## 도전 과제
아래 항목 가운데 "target: striped sweater" 문구가 있는 줄부터 "POLYGON ((167 107, 180" 문구가 있는 줄까지(두 줄 모두 포함)만 열 두 개짜리 CSV로 옮겨 적으세요. 항목 하나당 한 행으로 하고, prompt 열에는 항목 글을, completion 열에는 그 답을 각각 따옴표로 감싼 한 칸에 넣되 줄바꿈은 공백으로 바꾸세요.
/---
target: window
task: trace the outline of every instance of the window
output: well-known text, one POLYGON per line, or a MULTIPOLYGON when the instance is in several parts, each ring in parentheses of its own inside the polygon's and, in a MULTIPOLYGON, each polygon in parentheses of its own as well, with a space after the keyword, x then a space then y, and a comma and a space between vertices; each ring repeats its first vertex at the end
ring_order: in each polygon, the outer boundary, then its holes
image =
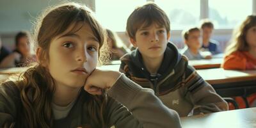
POLYGON ((95 15, 106 28, 125 31, 128 17, 145 0, 95 0, 95 15))
POLYGON ((209 0, 209 6, 216 29, 232 29, 252 13, 252 0, 209 0))
POLYGON ((167 14, 171 29, 184 29, 199 22, 200 0, 155 0, 167 14))

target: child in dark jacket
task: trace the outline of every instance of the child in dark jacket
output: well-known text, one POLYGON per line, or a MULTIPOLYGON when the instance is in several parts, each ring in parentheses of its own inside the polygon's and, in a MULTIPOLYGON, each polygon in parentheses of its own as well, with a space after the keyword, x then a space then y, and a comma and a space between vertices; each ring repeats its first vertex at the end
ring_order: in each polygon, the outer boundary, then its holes
POLYGON ((228 109, 227 102, 168 42, 170 21, 156 4, 136 8, 129 17, 126 29, 137 49, 121 58, 120 72, 141 86, 153 89, 164 104, 180 116, 228 109))

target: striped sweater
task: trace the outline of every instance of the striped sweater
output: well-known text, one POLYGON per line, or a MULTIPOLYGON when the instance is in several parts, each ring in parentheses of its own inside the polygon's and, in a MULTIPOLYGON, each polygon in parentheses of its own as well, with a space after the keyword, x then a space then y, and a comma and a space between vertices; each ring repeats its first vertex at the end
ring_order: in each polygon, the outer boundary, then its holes
POLYGON ((167 107, 180 116, 228 109, 227 102, 188 65, 188 58, 168 44, 163 61, 156 75, 147 71, 137 49, 121 58, 120 71, 144 88, 154 90, 167 107))

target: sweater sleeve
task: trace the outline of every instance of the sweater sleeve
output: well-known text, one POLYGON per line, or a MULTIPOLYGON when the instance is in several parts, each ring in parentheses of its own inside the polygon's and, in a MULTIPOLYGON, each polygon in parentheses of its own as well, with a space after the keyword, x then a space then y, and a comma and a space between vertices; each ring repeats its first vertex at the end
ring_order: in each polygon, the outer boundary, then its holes
POLYGON ((16 104, 19 102, 19 90, 12 82, 0 85, 0 126, 8 126, 15 122, 16 104), (9 84, 10 83, 10 84, 9 84))
POLYGON ((115 122, 116 127, 181 127, 176 111, 163 105, 152 90, 140 87, 124 74, 108 91, 108 94, 132 113, 126 117, 124 117, 122 112, 113 113, 111 122, 115 122), (136 120, 125 120, 131 116, 136 120))
POLYGON ((228 109, 227 102, 197 74, 195 68, 188 65, 186 73, 188 77, 184 87, 185 97, 194 105, 193 115, 228 109))
POLYGON ((224 59, 224 62, 221 67, 224 69, 245 70, 246 60, 239 56, 238 54, 233 53, 224 59))

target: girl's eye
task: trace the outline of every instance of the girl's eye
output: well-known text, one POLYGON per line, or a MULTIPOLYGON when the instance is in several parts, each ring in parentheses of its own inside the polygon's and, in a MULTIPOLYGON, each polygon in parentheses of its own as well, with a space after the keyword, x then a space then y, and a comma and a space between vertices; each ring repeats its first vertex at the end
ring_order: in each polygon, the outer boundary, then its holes
POLYGON ((63 46, 67 48, 72 48, 74 47, 74 45, 71 42, 67 42, 63 44, 63 46))
POLYGON ((93 46, 90 46, 88 47, 88 49, 91 51, 97 51, 97 48, 93 46))
POLYGON ((163 30, 159 30, 159 33, 164 33, 164 31, 163 31, 163 30))

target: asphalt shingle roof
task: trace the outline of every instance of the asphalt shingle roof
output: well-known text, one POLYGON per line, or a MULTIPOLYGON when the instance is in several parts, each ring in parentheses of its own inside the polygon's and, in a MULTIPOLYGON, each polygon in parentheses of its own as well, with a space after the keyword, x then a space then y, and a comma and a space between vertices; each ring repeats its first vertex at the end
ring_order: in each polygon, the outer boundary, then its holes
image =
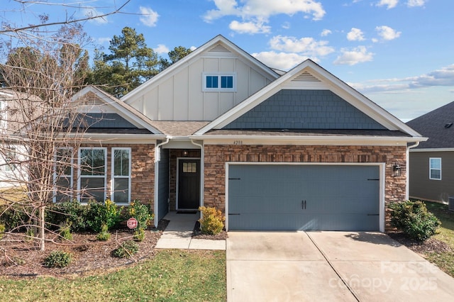
POLYGON ((454 101, 411 120, 406 125, 428 138, 415 149, 454 147, 454 101))

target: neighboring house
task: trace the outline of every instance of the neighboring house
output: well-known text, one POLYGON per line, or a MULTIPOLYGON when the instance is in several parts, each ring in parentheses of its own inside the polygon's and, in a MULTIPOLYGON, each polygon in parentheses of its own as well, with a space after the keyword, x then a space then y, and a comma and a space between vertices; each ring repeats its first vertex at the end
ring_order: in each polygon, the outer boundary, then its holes
POLYGON ((101 169, 69 172, 73 188, 149 202, 155 224, 204 205, 228 230, 384 231, 426 140, 313 61, 277 73, 221 35, 121 100, 87 96, 106 118, 73 160, 101 169))
POLYGON ((428 138, 410 150, 409 196, 447 203, 454 196, 454 102, 406 124, 428 138))

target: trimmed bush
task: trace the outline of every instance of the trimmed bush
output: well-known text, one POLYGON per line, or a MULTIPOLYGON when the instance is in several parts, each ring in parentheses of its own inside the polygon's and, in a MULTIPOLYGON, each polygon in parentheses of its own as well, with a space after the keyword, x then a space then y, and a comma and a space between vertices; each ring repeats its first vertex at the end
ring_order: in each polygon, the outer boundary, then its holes
POLYGON ((60 228, 60 235, 67 240, 72 240, 72 234, 71 234, 71 223, 67 222, 60 228))
POLYGON ((96 235, 96 239, 100 241, 107 241, 111 238, 111 233, 109 233, 107 225, 104 224, 101 227, 101 233, 96 235))
POLYGON ((424 241, 436 233, 440 220, 427 210, 422 201, 405 201, 389 205, 391 225, 410 238, 424 241))
POLYGON ((72 255, 62 251, 53 251, 44 259, 46 267, 66 267, 72 261, 72 255))
POLYGON ((139 250, 139 245, 135 241, 125 241, 116 249, 112 251, 112 256, 117 258, 126 258, 137 253, 139 250))
POLYGON ((0 223, 0 240, 3 238, 4 233, 5 233, 5 225, 0 223))
POLYGON ((71 232, 85 231, 88 228, 87 206, 75 199, 48 206, 46 208, 46 220, 54 225, 64 222, 70 223, 71 232))
POLYGON ((110 199, 104 203, 89 201, 87 207, 87 224, 94 232, 100 233, 104 224, 111 229, 121 221, 123 207, 118 208, 110 199))
POLYGON ((199 219, 202 234, 217 235, 222 231, 226 218, 221 211, 216 210, 216 208, 204 206, 199 207, 199 211, 202 213, 202 218, 199 219))

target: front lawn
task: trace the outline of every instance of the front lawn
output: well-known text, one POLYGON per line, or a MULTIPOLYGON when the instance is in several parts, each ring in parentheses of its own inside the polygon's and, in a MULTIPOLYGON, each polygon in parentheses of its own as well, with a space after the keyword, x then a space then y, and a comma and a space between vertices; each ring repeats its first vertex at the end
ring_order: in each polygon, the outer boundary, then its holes
POLYGON ((0 277, 0 301, 226 300, 226 252, 160 250, 150 260, 85 277, 0 277))
POLYGON ((433 239, 446 243, 451 250, 427 252, 424 255, 431 262, 454 277, 454 212, 448 211, 447 205, 428 201, 425 203, 427 209, 441 221, 439 233, 434 235, 433 239))

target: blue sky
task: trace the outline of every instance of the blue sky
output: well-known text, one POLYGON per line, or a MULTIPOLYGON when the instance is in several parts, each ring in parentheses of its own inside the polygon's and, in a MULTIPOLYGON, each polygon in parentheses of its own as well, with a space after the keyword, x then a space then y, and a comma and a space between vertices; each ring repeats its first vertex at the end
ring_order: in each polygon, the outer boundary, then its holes
MULTIPOLYGON (((20 26, 126 0, 1 1, 0 21, 20 26)), ((221 34, 272 67, 311 58, 404 121, 454 101, 453 0, 131 0, 121 11, 84 23, 95 44, 129 26, 165 55, 221 34)))

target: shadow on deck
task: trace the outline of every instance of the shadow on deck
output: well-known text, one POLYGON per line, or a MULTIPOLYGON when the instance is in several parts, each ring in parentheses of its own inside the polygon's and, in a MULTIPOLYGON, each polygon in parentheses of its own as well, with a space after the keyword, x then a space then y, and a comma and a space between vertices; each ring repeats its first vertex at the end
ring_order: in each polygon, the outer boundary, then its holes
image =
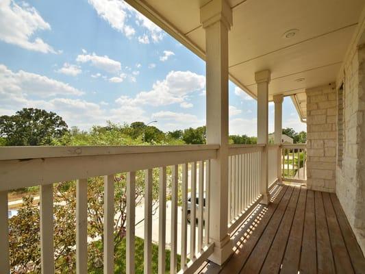
POLYGON ((201 273, 365 273, 365 259, 335 194, 276 186, 231 235, 225 265, 201 273))

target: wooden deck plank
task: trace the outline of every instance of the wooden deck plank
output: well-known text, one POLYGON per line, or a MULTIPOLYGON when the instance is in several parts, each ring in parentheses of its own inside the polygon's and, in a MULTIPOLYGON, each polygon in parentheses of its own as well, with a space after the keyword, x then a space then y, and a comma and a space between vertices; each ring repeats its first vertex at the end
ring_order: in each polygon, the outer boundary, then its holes
POLYGON ((294 188, 289 188, 274 212, 260 240, 241 270, 241 273, 258 273, 290 200, 294 188))
POLYGON ((238 247, 236 251, 221 271, 221 273, 237 273, 244 266, 251 251, 253 249, 256 243, 260 240, 262 234, 265 230, 265 227, 271 219, 273 214, 275 212, 281 200, 289 189, 286 186, 279 186, 279 188, 281 190, 277 194, 277 196, 273 203, 270 203, 268 206, 267 211, 260 221, 257 227, 255 228, 255 230, 250 235, 247 241, 243 245, 238 247))
POLYGON ((365 258, 335 194, 276 186, 233 235, 234 253, 201 273, 365 273, 365 258), (276 198, 275 198, 276 197, 276 198))
POLYGON ((299 271, 303 274, 317 273, 316 214, 314 192, 312 190, 307 190, 299 271))
POLYGON ((289 204, 281 219, 277 232, 275 236, 271 247, 265 259, 260 273, 274 274, 280 271, 281 261, 285 253, 286 243, 290 233, 294 214, 298 204, 298 199, 301 190, 295 188, 293 190, 289 204))
POLYGON ((354 273, 351 261, 344 245, 341 229, 337 222, 336 214, 332 206, 332 202, 329 198, 329 194, 323 192, 322 197, 325 206, 325 212, 326 213, 326 219, 328 225, 328 232, 329 234, 329 239, 331 240, 332 253, 333 254, 337 273, 354 273))
POLYGON ((331 242, 323 206, 322 193, 314 192, 316 207, 316 232, 317 240, 317 271, 321 273, 336 273, 331 242))
POLYGON ((330 197, 355 273, 363 273, 365 272, 365 258, 340 204, 340 201, 334 193, 331 193, 330 197))
POLYGON ((290 234, 288 240, 280 274, 292 274, 298 272, 301 259, 306 200, 307 190, 302 188, 301 189, 297 210, 294 216, 292 229, 290 230, 290 234))

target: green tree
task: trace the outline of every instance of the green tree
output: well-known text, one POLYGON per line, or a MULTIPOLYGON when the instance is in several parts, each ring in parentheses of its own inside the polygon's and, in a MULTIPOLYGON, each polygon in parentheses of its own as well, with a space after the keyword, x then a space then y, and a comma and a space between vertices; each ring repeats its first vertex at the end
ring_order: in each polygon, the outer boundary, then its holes
POLYGON ((205 126, 196 129, 189 127, 184 131, 183 140, 188 145, 203 145, 206 142, 205 126))
POLYGON ((293 140, 295 137, 295 135, 297 134, 297 133, 295 132, 295 130, 294 130, 291 127, 286 127, 285 129, 283 129, 281 133, 283 134, 285 134, 287 136, 289 136, 290 138, 292 138, 293 140))
POLYGON ((176 140, 181 140, 183 138, 184 132, 181 129, 174 130, 173 132, 167 132, 167 136, 172 138, 176 140))
POLYGON ((295 136, 294 138, 294 142, 301 142, 301 143, 305 143, 307 142, 307 132, 301 132, 295 136))
POLYGON ((8 146, 52 145, 67 132, 67 124, 55 113, 23 108, 15 115, 0 116, 0 137, 8 146))
POLYGON ((231 144, 257 144, 256 137, 249 137, 246 134, 229 136, 229 142, 231 144))

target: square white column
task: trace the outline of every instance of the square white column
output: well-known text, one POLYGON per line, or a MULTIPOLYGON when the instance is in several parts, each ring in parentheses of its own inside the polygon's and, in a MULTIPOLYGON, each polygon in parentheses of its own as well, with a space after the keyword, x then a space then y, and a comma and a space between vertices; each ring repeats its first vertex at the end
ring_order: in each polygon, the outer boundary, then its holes
POLYGON ((262 195, 261 203, 267 205, 270 201, 268 177, 268 83, 270 71, 262 71, 255 73, 257 84, 257 144, 265 145, 261 156, 260 189, 262 195))
POLYGON ((223 264, 232 253, 228 234, 228 32, 231 10, 225 0, 213 0, 201 8, 205 30, 207 142, 218 144, 211 160, 210 237, 214 243, 210 260, 223 264))
MULTIPOLYGON (((283 95, 275 95, 273 98, 275 104, 275 145, 281 145, 281 133, 283 131, 283 95)), ((283 182, 281 177, 281 148, 278 149, 277 153, 277 179, 279 183, 283 182)))

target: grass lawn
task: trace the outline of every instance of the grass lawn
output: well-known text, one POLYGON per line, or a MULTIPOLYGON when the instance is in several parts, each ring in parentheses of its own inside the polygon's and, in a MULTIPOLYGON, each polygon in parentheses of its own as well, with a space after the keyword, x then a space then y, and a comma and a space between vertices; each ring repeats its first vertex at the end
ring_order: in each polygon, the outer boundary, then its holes
MULTIPOLYGON (((123 240, 122 243, 115 250, 115 261, 114 261, 114 273, 125 273, 125 238, 123 240)), ((136 273, 143 273, 143 244, 144 240, 140 238, 136 237, 136 273)), ((101 250, 103 249, 101 242, 96 242, 96 245, 99 247, 101 250)), ((177 270, 180 269, 180 256, 177 255, 177 270)), ((92 269, 90 267, 88 271, 88 273, 92 274, 103 274, 103 267, 98 269, 92 269)), ((158 245, 152 245, 152 273, 158 273, 158 245)), ((166 250, 166 273, 170 273, 170 250, 166 250)))

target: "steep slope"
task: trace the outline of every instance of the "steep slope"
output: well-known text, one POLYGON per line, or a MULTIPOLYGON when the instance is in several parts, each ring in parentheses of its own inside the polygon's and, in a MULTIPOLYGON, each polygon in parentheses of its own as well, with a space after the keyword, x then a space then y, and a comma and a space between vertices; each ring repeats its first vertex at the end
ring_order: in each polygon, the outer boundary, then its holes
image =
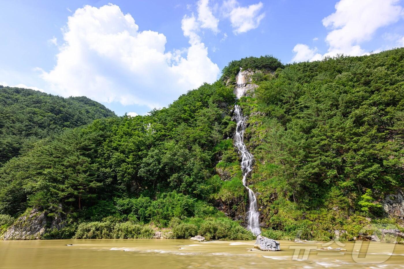
POLYGON ((383 208, 404 187, 404 48, 253 78, 240 105, 264 234, 351 239, 367 225, 402 225, 383 208))
POLYGON ((0 86, 0 166, 33 143, 95 119, 116 116, 84 97, 63 98, 0 86))
POLYGON ((286 65, 248 57, 149 116, 42 139, 0 168, 0 233, 27 235, 30 220, 46 223, 35 238, 150 237, 164 227, 171 238, 252 239, 243 183, 274 239, 351 240, 368 224, 399 226, 403 60, 404 48, 286 65), (240 67, 258 87, 236 101, 240 67), (235 102, 253 156, 244 183, 235 102))

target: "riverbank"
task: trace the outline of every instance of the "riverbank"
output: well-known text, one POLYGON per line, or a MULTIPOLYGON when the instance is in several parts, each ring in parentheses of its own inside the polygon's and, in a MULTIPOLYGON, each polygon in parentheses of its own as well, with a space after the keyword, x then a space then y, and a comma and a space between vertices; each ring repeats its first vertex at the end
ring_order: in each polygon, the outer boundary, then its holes
POLYGON ((2 268, 7 268, 403 267, 402 245, 334 242, 326 246, 346 251, 321 250, 328 243, 281 240, 281 251, 264 252, 254 248, 254 242, 173 239, 0 241, 0 259, 2 268), (69 244, 73 245, 67 246, 69 244))

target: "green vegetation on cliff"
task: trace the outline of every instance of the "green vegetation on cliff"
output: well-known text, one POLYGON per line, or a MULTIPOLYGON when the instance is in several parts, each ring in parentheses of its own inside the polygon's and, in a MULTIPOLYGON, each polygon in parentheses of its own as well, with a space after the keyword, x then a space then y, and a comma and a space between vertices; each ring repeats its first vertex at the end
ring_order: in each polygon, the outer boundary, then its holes
POLYGON ((290 65, 256 83, 240 103, 270 231, 349 239, 385 216, 381 200, 404 185, 404 48, 290 65))
POLYGON ((62 220, 43 238, 148 238, 158 227, 171 238, 252 238, 227 138, 236 100, 225 84, 240 67, 260 71, 237 101, 263 234, 328 240, 344 230, 351 240, 368 223, 396 223, 380 202, 403 187, 403 48, 286 65, 244 58, 149 116, 44 136, 0 168, 3 230, 34 208, 62 220))

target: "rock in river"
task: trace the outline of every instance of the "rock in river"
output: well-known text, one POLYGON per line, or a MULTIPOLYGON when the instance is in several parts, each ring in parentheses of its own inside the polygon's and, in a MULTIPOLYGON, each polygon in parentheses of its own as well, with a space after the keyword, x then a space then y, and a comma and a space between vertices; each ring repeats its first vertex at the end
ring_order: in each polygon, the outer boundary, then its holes
POLYGON ((191 237, 190 239, 195 241, 199 241, 200 242, 205 241, 205 237, 200 235, 196 235, 196 236, 191 237))
POLYGON ((254 247, 261 250, 275 251, 280 250, 279 242, 261 235, 257 237, 257 241, 255 241, 254 247))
\---
## 답변
prompt,completion
"target: striped sweater task: trace the outline of every instance of the striped sweater output: well-known text, one POLYGON per line, or a MULTIPOLYGON when the instance is in several parts, each ring in parentheses of its own inside the polygon's and, in a MULTIPOLYGON, each polygon in parentheses of its own as well, with a space after the keyword, x then a space then y, and a comma and a space between vertices; each ring repeats its first vertex at the end ring_order: in each polygon, the outer boundary, then its holes","POLYGON ((167 107, 180 116, 228 109, 227 102, 188 65, 188 58, 168 44, 163 61, 156 75, 147 71, 137 49, 121 58, 120 71, 144 88, 154 90, 167 107))"